EXERCISE INPUTS: Begin
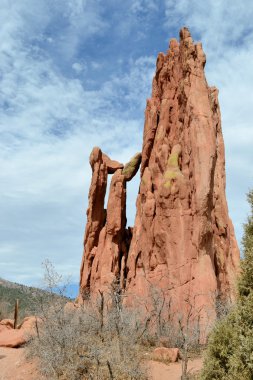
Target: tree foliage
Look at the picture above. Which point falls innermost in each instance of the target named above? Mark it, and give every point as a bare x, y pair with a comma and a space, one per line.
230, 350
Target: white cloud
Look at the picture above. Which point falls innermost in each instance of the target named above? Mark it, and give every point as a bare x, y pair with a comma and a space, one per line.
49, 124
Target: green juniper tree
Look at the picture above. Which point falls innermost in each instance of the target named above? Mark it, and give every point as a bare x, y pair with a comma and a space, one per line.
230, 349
EXERCISE INPUTS: End
EXERCISE INPUTS: Begin
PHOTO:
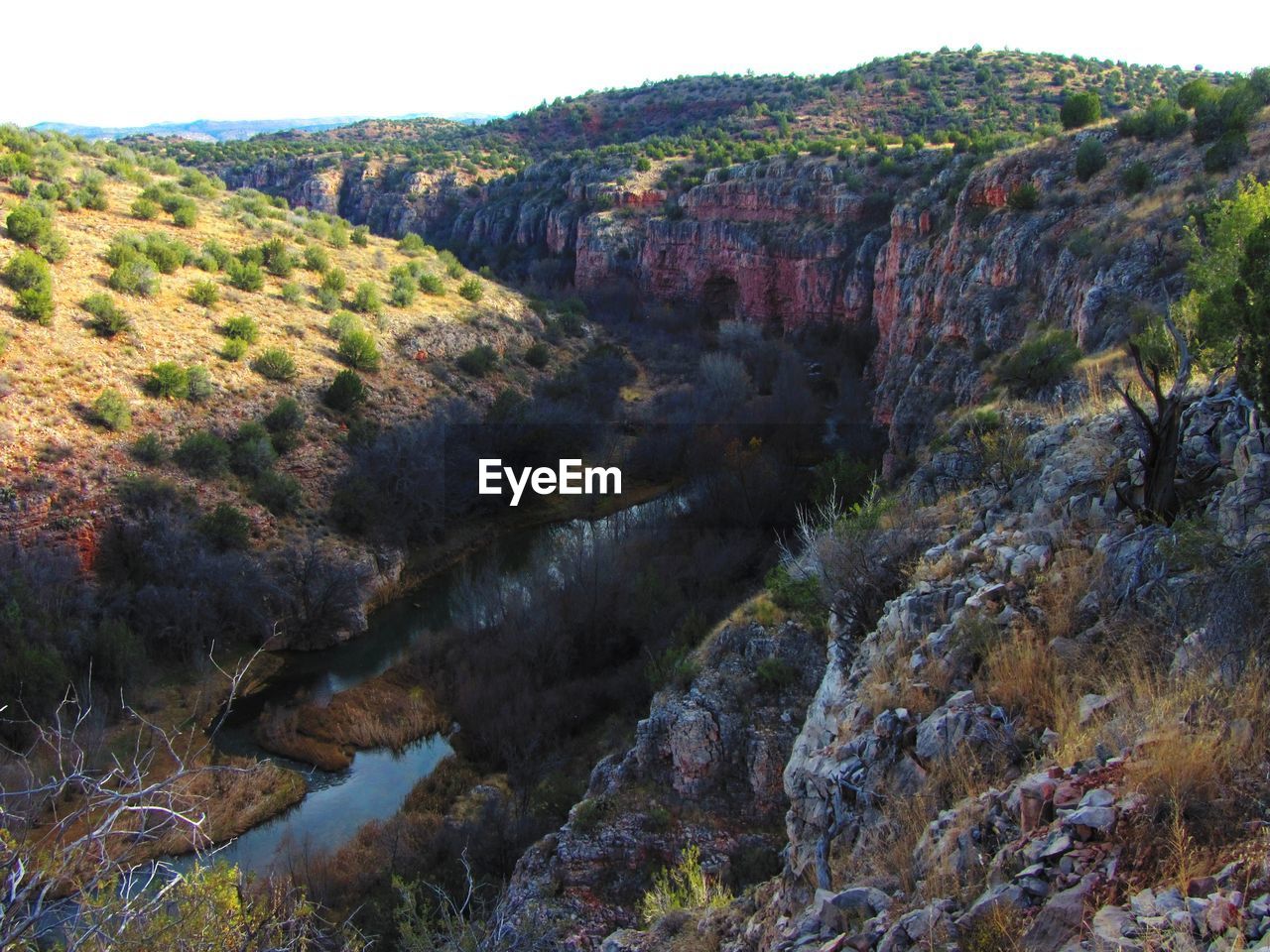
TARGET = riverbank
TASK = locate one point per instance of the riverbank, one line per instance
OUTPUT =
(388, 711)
EXERCISE INPUTS: End
Starting at the line above that contains "Target: white cloud", repeat each line exactly up to and including the line that contains "Target: green juniper tree", and stop there.

> [EXERCISE ANSWER]
Target: white cloud
Look at the picture above. Which point falls innermost in each instance of the target named above? Mark it, and give every point as a bare x, y pair with a comma and a space, one per line.
49, 124
Target: green juniper tree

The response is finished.